* BEGIN *

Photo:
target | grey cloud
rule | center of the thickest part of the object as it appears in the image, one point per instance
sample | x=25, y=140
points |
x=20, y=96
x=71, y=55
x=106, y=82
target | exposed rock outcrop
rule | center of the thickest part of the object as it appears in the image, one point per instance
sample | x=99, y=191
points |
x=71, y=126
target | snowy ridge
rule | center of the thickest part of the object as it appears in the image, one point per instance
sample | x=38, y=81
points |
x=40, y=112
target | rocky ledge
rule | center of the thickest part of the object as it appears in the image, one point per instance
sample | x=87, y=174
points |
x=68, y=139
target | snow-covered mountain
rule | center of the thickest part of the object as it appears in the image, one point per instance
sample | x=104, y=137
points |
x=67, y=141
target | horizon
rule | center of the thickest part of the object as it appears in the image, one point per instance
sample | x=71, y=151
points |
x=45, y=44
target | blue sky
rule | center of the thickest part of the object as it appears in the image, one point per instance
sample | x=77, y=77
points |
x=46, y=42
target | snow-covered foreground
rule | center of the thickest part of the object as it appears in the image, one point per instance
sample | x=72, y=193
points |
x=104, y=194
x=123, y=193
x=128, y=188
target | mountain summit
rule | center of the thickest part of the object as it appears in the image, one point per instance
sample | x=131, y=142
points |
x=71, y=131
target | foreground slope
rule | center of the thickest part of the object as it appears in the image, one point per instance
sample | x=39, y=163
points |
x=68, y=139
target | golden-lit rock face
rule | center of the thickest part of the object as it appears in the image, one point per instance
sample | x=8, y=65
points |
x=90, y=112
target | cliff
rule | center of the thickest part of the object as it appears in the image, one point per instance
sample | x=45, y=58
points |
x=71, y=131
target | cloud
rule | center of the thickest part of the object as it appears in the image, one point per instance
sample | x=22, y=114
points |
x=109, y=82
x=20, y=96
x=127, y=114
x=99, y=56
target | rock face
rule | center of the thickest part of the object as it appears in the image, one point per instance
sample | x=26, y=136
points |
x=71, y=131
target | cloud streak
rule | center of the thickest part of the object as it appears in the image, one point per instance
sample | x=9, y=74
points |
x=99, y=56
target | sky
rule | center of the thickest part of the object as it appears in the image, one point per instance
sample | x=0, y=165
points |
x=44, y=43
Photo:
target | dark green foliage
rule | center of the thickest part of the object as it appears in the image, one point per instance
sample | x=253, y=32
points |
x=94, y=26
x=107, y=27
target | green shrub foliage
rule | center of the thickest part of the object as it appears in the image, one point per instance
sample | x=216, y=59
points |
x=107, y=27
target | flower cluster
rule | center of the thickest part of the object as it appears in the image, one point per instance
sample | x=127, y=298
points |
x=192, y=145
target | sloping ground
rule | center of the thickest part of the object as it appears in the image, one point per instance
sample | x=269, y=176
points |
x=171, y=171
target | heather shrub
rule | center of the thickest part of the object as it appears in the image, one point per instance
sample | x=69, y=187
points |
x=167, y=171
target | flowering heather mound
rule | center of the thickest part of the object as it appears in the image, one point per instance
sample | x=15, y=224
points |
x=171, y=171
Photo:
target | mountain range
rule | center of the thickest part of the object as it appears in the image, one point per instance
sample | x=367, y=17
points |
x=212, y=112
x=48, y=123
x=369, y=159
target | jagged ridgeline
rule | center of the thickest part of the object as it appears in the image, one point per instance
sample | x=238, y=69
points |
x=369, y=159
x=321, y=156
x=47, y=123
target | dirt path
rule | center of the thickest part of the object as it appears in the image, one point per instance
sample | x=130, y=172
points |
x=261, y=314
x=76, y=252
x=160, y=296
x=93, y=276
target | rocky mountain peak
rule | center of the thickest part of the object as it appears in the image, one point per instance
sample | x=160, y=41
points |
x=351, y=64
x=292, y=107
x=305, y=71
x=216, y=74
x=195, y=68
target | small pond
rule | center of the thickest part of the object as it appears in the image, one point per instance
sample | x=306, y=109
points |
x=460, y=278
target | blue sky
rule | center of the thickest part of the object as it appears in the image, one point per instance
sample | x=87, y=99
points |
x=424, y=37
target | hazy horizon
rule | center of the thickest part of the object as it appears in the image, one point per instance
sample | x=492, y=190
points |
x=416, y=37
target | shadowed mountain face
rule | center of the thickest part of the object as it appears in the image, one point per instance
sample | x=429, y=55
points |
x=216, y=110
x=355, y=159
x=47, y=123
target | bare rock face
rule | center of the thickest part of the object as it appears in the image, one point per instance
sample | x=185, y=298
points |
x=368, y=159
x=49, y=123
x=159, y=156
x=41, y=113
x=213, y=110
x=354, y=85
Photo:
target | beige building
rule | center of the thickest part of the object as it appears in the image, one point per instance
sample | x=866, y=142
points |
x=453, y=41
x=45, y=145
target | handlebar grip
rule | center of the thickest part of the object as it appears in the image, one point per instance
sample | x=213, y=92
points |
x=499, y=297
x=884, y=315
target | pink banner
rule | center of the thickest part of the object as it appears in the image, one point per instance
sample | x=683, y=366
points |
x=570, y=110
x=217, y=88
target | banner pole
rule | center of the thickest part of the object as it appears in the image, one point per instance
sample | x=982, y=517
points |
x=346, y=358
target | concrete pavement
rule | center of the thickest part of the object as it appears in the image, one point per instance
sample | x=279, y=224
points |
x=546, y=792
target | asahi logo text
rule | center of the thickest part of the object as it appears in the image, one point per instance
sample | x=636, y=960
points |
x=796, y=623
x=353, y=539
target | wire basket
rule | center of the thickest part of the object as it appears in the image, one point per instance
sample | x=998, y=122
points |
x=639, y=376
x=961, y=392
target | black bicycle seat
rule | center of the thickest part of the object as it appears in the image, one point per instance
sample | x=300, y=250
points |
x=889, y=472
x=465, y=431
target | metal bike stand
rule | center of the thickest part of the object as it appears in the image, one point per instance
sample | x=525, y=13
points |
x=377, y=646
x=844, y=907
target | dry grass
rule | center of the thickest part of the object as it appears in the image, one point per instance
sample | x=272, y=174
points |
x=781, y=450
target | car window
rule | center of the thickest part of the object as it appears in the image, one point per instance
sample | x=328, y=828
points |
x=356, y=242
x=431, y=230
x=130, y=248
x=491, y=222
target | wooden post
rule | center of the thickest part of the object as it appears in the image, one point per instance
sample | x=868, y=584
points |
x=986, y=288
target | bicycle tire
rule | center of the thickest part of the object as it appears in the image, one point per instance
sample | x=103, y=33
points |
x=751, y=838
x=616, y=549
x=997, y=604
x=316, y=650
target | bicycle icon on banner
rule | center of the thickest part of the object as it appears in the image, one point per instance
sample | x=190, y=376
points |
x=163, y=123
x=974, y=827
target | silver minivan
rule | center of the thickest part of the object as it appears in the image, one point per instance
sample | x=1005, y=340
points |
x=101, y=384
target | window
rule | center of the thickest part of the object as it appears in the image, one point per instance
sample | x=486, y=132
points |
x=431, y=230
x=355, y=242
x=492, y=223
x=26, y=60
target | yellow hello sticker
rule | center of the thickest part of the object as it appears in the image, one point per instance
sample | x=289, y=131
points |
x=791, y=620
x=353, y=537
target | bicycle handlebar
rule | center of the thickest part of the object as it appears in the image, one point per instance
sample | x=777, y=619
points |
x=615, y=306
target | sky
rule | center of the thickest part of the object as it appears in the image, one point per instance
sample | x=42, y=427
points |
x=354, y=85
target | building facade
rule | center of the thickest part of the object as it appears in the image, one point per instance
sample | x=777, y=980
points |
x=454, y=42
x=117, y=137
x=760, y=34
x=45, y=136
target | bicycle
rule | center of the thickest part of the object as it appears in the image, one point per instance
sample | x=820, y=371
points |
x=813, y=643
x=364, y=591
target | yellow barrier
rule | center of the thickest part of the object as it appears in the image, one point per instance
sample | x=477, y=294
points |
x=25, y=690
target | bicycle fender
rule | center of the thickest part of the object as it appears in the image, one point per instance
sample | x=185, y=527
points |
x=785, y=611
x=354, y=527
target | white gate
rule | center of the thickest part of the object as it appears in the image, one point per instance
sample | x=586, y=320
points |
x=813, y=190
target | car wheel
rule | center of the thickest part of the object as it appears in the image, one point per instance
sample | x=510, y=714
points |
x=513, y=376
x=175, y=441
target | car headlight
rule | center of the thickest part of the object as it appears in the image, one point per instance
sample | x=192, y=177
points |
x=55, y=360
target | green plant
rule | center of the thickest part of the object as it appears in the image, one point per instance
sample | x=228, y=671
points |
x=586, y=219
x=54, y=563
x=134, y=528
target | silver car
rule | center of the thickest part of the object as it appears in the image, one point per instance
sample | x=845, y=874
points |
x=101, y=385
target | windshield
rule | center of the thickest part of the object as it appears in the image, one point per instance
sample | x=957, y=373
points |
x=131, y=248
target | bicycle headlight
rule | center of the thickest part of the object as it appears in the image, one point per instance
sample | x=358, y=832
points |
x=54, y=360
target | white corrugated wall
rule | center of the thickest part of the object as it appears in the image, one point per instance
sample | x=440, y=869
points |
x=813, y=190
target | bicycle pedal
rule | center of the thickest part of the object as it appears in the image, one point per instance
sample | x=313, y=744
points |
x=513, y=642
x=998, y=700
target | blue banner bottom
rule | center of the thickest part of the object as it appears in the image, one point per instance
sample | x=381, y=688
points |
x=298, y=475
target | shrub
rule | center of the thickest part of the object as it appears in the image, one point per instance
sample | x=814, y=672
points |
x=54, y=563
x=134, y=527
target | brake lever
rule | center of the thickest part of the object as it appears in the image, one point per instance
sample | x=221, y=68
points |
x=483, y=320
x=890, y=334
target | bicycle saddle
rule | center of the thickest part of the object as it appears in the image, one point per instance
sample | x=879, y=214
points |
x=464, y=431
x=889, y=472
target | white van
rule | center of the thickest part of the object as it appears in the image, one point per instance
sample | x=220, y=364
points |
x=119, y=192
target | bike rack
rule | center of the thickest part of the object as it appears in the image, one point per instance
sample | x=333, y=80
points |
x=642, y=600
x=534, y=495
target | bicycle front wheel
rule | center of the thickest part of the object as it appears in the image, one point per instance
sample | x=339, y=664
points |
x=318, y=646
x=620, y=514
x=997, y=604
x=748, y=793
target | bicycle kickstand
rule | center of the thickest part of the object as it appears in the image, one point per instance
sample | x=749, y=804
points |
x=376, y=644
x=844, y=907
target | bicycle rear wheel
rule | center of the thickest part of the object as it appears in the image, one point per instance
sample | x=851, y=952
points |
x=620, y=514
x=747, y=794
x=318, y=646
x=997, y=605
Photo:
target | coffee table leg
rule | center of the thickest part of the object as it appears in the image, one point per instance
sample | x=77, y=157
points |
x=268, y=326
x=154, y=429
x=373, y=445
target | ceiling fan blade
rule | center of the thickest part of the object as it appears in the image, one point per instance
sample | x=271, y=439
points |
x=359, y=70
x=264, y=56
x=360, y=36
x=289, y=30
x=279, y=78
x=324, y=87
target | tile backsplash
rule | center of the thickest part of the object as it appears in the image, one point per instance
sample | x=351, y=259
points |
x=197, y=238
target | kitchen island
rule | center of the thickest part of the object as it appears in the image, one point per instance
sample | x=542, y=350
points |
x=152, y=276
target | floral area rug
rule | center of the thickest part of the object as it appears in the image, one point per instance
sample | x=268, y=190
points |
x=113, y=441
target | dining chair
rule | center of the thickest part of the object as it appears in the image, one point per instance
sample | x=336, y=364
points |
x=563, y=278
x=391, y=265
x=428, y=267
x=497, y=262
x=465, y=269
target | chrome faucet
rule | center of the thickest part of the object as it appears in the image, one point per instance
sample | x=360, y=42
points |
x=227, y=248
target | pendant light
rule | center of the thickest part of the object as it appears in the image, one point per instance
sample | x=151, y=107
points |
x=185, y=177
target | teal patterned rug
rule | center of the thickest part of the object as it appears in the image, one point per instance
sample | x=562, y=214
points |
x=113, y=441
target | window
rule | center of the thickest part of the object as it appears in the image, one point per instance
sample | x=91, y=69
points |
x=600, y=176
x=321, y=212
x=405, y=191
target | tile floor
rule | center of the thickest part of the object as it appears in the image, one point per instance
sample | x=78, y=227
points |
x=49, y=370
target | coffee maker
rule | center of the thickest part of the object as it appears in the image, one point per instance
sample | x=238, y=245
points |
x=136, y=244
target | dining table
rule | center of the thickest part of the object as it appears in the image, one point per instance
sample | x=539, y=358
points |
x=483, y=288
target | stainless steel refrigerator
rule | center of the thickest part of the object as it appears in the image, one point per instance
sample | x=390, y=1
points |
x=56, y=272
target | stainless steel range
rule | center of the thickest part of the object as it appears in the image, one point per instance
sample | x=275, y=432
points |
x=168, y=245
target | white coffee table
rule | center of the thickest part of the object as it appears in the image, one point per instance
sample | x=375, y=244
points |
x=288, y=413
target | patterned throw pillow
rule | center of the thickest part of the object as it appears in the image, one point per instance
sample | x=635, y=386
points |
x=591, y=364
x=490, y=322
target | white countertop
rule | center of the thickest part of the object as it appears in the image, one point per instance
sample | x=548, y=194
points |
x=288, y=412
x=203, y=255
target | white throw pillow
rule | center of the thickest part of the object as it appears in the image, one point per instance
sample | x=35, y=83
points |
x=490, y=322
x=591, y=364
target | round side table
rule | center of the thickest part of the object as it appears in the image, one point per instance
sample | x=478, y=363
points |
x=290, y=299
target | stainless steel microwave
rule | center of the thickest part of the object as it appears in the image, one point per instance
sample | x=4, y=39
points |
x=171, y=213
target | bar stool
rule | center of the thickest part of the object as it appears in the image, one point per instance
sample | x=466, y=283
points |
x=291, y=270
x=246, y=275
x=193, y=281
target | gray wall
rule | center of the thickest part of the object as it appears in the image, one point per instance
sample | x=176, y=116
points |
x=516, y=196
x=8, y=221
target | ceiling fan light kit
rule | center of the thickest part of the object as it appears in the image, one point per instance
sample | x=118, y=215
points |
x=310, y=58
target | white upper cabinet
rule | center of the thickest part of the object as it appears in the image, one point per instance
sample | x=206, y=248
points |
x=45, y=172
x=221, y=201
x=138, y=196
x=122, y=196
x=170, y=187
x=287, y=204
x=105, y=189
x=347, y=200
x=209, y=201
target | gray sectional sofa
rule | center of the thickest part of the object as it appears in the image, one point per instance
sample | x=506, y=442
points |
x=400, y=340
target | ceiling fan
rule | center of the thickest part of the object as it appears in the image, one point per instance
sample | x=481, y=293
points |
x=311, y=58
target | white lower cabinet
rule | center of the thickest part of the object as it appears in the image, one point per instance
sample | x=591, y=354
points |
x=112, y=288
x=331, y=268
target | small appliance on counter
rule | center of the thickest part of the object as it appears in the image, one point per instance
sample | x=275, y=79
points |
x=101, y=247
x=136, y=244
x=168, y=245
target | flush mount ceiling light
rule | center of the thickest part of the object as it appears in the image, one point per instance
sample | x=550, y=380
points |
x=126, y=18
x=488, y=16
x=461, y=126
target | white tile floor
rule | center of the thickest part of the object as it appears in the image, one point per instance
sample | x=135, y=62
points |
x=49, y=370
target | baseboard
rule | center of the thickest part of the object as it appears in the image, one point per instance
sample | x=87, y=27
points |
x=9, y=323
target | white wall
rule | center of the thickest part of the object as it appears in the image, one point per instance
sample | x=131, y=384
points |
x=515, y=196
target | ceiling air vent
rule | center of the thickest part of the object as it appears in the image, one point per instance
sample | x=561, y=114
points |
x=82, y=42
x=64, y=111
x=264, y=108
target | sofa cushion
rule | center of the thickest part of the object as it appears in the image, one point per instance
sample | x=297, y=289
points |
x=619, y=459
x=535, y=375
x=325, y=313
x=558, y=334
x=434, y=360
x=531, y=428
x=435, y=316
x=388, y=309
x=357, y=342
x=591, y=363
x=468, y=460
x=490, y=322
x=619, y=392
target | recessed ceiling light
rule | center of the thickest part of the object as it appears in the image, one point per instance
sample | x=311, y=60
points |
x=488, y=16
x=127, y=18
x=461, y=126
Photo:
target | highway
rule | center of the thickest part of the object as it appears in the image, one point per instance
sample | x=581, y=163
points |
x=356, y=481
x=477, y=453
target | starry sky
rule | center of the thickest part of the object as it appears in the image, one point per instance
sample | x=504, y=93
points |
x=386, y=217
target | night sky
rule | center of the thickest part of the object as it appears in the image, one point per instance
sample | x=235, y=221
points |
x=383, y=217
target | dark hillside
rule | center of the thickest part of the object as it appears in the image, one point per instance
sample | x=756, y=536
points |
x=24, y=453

* END *

### [EXERCISE DESCRIPTION]
Reproduce only the lines running from the one with "target | sofa cushion" through the final line of the listing above, both ends included.

### [RESULT OF THE TASK]
target | sofa cushion
rule | center of the thickest part of the object as it appears in the image, one point per instance
sample | x=297, y=289
points |
x=619, y=459
x=535, y=375
x=325, y=313
x=558, y=334
x=434, y=360
x=531, y=428
x=435, y=316
x=388, y=309
x=357, y=342
x=591, y=363
x=468, y=460
x=490, y=322
x=619, y=392
target | recessed ceiling light
rule | center of the thickest part of the object as it appears in the image, one point per instance
sample | x=311, y=60
points |
x=488, y=16
x=127, y=18
x=461, y=126
Photo:
target | highway
rule | center of the thickest part of the object as it appears in the image, one point per instance
sample | x=581, y=163
points |
x=356, y=481
x=477, y=453
target | starry sky
rule | center of the thickest part of the object as it appears in the image, one point per instance
sample | x=504, y=93
points |
x=386, y=217
target | night sky
rule | center of the thickest part of the object as it appears in the image, one point per instance
sample | x=235, y=221
points |
x=383, y=217
target | dark hillside
rule | center of the thickest part of the object as it appears in the image, one point per instance
sample | x=756, y=536
points |
x=24, y=453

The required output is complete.